How do psychologists boost their own self-esteem? Three leading experts share the strategies they use to feel happier and more self-assured.
Method: Take small steps to success
Who uses it
Clinical psychologist and relationship expert, Dr Cecilia d’Felice
When I was younger, I didn’t feel confident enough to go to university, so I got married instead. I later regretted it, but still put it off.
Eventually I started with small steps, just doing a few short courses. Then in my early 30s, I finally went to university to study psychology.
I was anxious but thought- I’m just going to get on with it. Even though I was older than the other students and had children, I loved it. I spent the next 10 years studying while the children were at school and after they went to bed, until finally I got my PhD. Now I run a team of 17 people and love my job.
Method: Be true to your feelings
Who uses it
Psychotherapist and writer, Susie Orbach
Sometimes I feel totally overwhelmed with work and battle to get anything done.
Instead of trying to deny the feelings of anxiety, I tell myself, “Okay, accept you’re feeling overwhelmed and just work your way through things step by step”. I try to have a harmonious relationship with whatever I’m feeling, and accept those feelings are legitimate rather than trying to cheat them.
I want to express my feelings, so whenever I have a major challenge, I accept that I might feel scared, but that’s part of what keeps life interesting.
Before going on stage to give a talk to thousands of people, I’ll tell myself, “This is a challenge, it’s scary, it’s exciting, but remember you have lots of things to share with those people.”
The truth is, you won’t build confidence if you keep pretending you’re feeling different from how you really are. Your self-esteem can only be high if it’s based on truth.
Method: Detach from yourself as a witness
Who uses it
Psychologist and counsellor, Lynda Field
In the past, if I didn’t hear back from someone about a work project, I’d be down-hearted.
Now I step back, look at the situation objectively as a witness and remind myself, “It doesn’t mean I’m no good.” Recently I submitted a proposal to a company about a major project.
I was invited to a meeting but three weeks later, I still hadn’t heard anything. So I detached myself from the situation and thought logically, “Perhaps they didn’t get the funding they needed or it just wasn’t meant to be.” The bottom line is you shouldn’t attach your self-worth to external factors, such as potential jobs or other people’s opinions.

Referring expression pointing data
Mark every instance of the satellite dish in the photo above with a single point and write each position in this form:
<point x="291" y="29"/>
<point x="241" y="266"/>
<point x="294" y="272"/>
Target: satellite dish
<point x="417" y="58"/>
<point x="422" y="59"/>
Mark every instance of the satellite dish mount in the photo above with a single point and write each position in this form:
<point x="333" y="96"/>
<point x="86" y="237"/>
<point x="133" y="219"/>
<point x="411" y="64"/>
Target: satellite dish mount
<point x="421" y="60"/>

--

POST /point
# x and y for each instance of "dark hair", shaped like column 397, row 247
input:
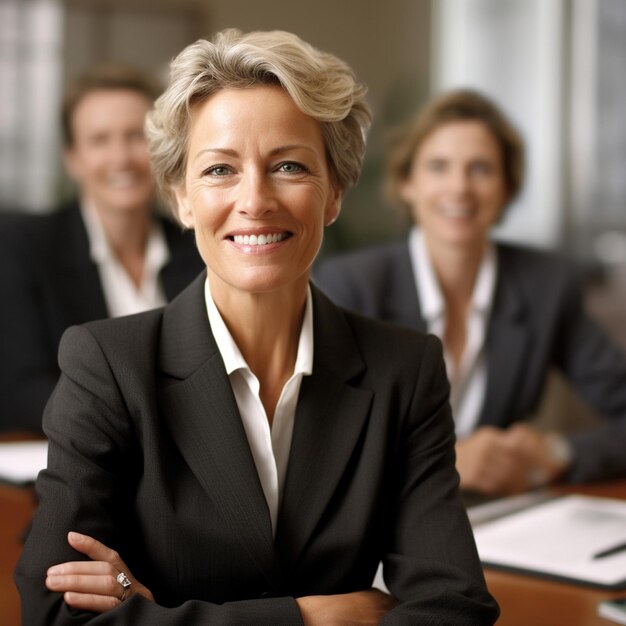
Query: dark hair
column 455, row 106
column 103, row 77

--

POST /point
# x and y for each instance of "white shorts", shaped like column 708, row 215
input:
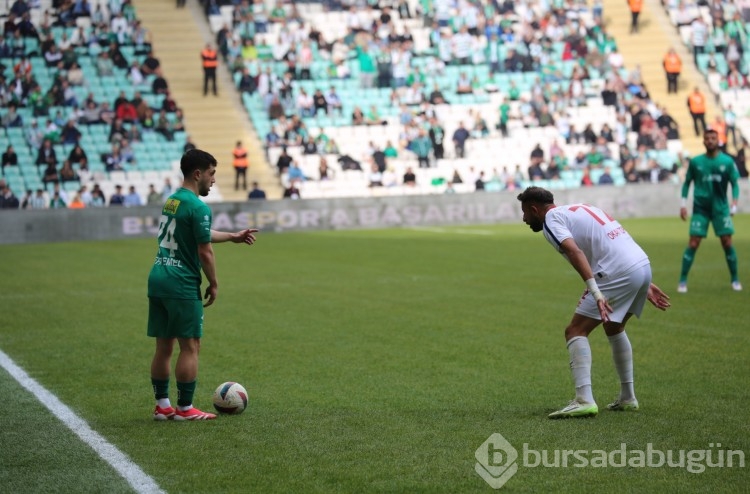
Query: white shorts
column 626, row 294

(DESCRIPTION OF THE TASK) In one to three sentences, explain why Susie Orbach accepts her feelings of anxiety rather than denying them, according to the self-esteem article.

(YOUR SOLUTION) She holds that you won't build confidence if you keep pretending you're feeling different from how you really are. Self-esteem can only be high if it's based on truth.